#### [Exercise brief]
Give again the line that contains "Target: cabinet door panel" and every line after it to the end of the records. Keep them exactly as they are and add nothing.

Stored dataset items
########################################

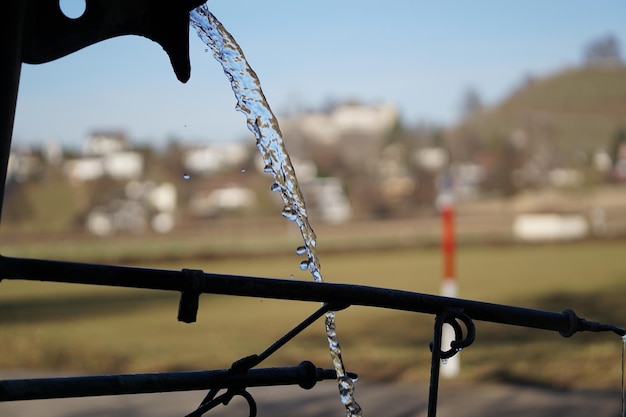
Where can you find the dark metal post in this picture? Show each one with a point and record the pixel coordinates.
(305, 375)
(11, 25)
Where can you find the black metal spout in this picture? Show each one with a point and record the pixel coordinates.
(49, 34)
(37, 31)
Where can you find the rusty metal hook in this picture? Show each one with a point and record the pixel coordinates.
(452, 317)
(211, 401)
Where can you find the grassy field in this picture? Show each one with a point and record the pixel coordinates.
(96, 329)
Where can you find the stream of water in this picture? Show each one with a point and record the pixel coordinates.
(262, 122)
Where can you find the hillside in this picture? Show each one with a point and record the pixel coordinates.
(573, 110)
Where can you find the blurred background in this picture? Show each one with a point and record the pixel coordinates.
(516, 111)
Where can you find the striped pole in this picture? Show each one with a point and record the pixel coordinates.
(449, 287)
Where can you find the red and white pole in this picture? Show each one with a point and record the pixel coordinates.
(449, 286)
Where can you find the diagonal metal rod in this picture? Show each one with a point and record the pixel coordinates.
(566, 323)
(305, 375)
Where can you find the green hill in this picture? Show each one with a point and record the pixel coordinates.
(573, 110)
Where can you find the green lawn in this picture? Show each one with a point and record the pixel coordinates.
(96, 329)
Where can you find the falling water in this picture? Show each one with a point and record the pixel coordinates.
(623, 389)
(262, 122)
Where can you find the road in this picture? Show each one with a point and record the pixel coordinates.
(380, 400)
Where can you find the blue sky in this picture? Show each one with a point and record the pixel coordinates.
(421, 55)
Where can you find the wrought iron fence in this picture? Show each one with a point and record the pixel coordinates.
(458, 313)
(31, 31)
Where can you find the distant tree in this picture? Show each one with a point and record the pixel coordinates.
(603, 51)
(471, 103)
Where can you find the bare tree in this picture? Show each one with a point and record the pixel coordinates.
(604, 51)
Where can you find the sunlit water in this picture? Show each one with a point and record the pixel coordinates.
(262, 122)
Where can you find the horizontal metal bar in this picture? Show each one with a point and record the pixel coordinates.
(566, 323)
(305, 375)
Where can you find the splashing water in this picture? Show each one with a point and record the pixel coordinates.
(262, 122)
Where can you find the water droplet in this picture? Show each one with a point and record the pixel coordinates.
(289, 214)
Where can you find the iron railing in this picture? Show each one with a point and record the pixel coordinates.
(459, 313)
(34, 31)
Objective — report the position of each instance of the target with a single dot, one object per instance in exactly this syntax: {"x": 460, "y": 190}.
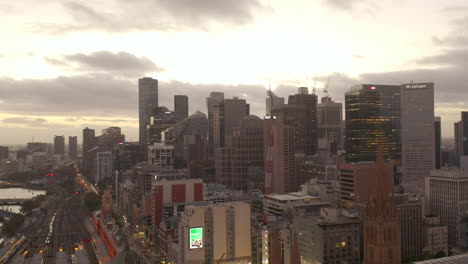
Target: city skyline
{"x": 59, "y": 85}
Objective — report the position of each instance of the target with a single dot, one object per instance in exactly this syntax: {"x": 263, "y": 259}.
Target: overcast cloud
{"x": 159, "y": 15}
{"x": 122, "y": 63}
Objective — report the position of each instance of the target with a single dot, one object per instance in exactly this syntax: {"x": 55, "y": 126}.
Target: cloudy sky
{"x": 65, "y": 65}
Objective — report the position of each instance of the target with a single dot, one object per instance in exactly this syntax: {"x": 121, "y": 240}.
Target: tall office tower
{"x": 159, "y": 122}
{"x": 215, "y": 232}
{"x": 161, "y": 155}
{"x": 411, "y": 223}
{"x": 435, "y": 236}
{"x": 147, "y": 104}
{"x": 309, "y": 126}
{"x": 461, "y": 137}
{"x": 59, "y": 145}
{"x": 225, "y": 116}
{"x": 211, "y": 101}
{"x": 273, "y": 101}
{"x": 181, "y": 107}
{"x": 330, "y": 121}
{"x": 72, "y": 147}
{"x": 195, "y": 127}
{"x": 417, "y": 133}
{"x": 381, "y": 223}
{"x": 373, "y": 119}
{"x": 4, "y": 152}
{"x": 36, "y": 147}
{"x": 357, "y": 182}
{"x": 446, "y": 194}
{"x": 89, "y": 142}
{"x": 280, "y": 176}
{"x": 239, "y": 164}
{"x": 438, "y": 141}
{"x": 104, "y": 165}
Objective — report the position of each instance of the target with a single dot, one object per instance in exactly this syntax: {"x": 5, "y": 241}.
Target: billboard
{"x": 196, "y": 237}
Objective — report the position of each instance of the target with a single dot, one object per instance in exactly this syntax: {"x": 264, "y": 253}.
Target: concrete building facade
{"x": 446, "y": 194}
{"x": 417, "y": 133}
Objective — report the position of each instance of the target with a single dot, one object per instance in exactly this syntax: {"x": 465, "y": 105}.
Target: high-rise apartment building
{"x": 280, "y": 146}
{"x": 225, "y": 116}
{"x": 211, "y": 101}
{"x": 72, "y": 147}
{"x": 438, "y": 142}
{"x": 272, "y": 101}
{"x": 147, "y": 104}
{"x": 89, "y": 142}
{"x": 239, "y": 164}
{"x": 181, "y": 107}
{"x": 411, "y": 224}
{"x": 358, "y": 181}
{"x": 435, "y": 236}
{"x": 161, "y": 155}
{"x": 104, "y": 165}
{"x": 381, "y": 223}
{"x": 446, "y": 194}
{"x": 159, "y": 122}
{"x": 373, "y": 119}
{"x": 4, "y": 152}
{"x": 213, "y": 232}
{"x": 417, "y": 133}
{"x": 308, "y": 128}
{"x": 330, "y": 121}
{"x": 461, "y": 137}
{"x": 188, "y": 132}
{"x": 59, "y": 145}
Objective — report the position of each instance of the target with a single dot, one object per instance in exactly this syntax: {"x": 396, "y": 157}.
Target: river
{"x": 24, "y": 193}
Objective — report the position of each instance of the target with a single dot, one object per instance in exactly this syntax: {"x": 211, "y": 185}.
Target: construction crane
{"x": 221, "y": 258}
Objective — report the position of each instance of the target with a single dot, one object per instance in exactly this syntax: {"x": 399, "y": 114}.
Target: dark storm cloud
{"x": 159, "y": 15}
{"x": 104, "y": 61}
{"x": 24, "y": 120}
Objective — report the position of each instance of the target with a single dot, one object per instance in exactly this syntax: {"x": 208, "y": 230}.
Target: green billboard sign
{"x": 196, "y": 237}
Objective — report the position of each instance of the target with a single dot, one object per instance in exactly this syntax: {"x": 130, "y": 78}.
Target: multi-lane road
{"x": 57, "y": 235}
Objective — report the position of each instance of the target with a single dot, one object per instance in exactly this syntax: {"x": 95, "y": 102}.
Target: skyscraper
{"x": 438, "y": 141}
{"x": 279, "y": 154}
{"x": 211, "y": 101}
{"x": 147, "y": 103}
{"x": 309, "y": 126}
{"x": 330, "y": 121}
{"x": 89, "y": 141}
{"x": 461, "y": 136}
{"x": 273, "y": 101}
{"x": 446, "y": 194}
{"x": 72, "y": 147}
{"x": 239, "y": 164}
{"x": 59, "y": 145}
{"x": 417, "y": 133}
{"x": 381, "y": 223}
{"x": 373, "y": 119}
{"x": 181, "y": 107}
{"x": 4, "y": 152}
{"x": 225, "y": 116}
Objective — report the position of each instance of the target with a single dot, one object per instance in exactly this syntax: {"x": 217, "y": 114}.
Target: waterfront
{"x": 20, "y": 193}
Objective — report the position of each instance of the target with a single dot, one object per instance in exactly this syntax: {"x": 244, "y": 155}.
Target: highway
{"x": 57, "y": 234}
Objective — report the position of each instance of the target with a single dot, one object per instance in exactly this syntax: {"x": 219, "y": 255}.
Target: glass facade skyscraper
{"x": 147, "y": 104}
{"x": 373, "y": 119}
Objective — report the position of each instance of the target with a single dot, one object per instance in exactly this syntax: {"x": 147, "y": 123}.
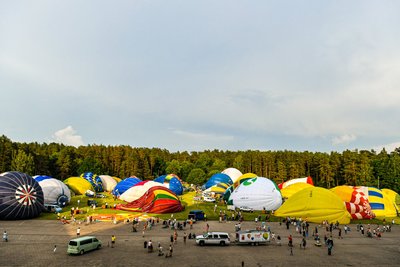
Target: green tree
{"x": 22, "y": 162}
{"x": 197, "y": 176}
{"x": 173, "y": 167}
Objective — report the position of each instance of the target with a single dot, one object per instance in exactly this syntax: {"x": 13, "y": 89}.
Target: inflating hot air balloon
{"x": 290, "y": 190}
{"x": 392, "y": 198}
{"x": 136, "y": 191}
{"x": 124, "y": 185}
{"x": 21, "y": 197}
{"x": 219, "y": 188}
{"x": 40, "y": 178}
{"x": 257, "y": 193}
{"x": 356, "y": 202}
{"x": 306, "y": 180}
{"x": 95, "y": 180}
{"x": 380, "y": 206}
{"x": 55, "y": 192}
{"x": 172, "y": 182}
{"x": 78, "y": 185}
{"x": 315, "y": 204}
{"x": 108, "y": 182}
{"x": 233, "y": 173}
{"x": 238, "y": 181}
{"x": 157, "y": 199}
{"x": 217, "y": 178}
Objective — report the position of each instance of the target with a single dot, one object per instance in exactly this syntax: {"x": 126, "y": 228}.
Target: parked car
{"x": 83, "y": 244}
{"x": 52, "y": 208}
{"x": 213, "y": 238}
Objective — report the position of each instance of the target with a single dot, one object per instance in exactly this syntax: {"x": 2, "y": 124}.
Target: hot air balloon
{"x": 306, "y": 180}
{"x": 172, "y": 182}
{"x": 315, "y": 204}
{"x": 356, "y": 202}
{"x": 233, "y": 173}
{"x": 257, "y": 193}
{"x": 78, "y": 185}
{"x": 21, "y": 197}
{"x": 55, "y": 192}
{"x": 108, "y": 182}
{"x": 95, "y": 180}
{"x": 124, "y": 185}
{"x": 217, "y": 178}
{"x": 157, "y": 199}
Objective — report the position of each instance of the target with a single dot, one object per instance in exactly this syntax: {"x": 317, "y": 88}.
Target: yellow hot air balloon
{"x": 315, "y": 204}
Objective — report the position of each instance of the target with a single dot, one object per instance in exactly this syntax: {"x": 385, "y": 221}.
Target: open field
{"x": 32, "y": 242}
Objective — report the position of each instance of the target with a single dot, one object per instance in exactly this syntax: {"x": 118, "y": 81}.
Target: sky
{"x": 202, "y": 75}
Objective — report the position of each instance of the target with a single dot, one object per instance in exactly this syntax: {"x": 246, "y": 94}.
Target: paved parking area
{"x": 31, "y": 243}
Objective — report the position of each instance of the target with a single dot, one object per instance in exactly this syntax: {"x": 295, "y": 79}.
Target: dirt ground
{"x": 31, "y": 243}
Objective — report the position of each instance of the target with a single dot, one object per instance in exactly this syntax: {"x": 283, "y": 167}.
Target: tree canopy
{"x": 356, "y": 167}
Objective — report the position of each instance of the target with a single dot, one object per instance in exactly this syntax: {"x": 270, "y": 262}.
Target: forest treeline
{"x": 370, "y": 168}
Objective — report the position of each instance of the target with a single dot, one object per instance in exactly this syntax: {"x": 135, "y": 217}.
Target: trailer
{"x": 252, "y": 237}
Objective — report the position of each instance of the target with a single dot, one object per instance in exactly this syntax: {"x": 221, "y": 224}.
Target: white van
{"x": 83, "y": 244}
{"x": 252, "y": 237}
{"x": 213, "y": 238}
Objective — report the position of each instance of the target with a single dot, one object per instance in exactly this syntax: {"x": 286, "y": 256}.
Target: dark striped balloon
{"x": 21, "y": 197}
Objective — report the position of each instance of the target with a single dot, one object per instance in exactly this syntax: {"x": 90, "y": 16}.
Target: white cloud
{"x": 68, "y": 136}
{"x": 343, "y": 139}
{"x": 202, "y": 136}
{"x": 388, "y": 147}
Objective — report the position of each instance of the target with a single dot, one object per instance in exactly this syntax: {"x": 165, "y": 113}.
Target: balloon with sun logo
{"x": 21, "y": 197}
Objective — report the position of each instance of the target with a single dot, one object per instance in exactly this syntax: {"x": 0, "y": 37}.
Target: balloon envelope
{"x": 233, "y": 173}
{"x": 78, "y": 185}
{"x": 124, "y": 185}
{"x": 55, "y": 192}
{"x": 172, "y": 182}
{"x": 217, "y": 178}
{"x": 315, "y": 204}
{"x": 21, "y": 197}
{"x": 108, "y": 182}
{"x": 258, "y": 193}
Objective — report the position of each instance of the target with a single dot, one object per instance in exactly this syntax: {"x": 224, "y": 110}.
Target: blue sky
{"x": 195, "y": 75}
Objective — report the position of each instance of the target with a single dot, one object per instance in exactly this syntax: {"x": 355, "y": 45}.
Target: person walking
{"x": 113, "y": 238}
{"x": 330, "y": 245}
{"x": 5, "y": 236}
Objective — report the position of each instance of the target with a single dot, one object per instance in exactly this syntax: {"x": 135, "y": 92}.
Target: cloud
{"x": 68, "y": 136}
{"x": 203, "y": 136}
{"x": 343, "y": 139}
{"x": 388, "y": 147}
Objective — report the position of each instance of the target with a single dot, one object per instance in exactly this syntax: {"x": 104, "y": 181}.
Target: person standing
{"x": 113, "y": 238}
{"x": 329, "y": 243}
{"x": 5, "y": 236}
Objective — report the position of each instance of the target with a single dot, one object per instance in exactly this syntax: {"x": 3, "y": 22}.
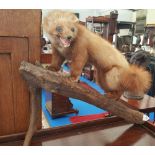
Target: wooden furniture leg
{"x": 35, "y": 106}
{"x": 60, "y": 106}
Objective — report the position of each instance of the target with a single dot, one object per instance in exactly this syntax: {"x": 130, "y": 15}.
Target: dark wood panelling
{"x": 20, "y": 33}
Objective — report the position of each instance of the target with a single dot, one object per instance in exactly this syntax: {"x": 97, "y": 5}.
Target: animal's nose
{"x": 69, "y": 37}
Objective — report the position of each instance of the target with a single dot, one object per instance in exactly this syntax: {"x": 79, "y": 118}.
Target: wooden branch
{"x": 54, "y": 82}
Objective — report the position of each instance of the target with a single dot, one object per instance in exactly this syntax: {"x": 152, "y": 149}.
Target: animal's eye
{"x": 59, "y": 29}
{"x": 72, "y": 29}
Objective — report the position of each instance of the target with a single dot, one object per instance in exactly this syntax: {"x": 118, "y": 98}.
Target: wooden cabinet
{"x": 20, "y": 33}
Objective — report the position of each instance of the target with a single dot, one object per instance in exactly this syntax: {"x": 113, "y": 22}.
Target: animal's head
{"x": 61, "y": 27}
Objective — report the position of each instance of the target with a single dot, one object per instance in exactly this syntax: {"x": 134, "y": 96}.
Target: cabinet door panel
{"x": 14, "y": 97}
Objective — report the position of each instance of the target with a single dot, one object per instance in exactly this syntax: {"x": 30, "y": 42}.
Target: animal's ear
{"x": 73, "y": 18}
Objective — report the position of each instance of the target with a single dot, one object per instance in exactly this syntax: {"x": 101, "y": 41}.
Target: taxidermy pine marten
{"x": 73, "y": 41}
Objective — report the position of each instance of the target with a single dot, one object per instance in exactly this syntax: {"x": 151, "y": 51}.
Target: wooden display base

########################################

#### [Reply to the exercise]
Target: cabinet door panel
{"x": 14, "y": 97}
Objective — report the position of each instance of the target with a single dot, one object per instance in exactly this syntax: {"x": 30, "y": 42}.
Target: animal's ear
{"x": 73, "y": 18}
Objective — report the position of each instance of the target with a single dot, one object per instance in exactly this syntax: {"x": 101, "y": 41}.
Target: taxidermy pine marten
{"x": 73, "y": 41}
Objective — report the position of each instance of the target with a single dot, one object per instance in exactly this syntax: {"x": 151, "y": 51}.
Target: wooden display base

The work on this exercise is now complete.